** Opening Records for this exercise block **

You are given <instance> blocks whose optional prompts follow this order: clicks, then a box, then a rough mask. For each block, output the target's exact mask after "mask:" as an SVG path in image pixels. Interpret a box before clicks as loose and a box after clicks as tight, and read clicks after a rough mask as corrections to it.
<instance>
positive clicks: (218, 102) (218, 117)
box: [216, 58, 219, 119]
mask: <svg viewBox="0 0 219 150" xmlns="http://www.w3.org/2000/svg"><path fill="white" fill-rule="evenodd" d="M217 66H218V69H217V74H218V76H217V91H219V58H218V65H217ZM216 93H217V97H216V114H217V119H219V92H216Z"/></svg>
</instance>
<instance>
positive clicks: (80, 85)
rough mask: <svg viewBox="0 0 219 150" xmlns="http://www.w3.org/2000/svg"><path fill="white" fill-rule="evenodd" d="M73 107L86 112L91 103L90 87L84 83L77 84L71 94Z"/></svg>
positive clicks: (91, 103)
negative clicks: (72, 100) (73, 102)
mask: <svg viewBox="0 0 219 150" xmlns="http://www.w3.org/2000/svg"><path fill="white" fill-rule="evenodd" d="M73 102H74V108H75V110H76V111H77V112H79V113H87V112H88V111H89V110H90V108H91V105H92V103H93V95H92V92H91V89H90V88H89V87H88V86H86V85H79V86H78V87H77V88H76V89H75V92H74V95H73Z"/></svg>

** Closing Records for this exercise block **

### Description of the task
Reproduce the records above word for word.

### Exercise response
You are given <instance> blocks whose optional prompts follow this order: clicks, then a box, then a rough mask. For each block, output the target's exact mask after "mask:" as an SVG path in image pixels. Interpret a box before clicks as loose and a box after clicks as tight, and read clicks after a rough mask as corrections to it.
<instance>
positive clicks: (218, 102) (218, 117)
box: [216, 58, 219, 119]
mask: <svg viewBox="0 0 219 150" xmlns="http://www.w3.org/2000/svg"><path fill="white" fill-rule="evenodd" d="M217 66H218V69H217V74H218V76H217V91H219V58H218V65H217ZM216 93H217V97H216V114H217V119H219V92H216Z"/></svg>
</instance>
<instance>
positive clicks: (80, 85)
rough mask: <svg viewBox="0 0 219 150" xmlns="http://www.w3.org/2000/svg"><path fill="white" fill-rule="evenodd" d="M73 107L86 112L91 103L90 87L84 83L77 84L71 94Z"/></svg>
positive clicks: (91, 103)
negative clicks: (72, 100) (73, 102)
mask: <svg viewBox="0 0 219 150" xmlns="http://www.w3.org/2000/svg"><path fill="white" fill-rule="evenodd" d="M73 102H74V108H75V110H76V111H77V112H79V113H87V112H88V111H89V110H90V108H91V105H92V103H93V95H92V92H91V89H90V88H89V87H88V86H86V85H79V86H78V87H77V88H76V89H75V92H74V95H73Z"/></svg>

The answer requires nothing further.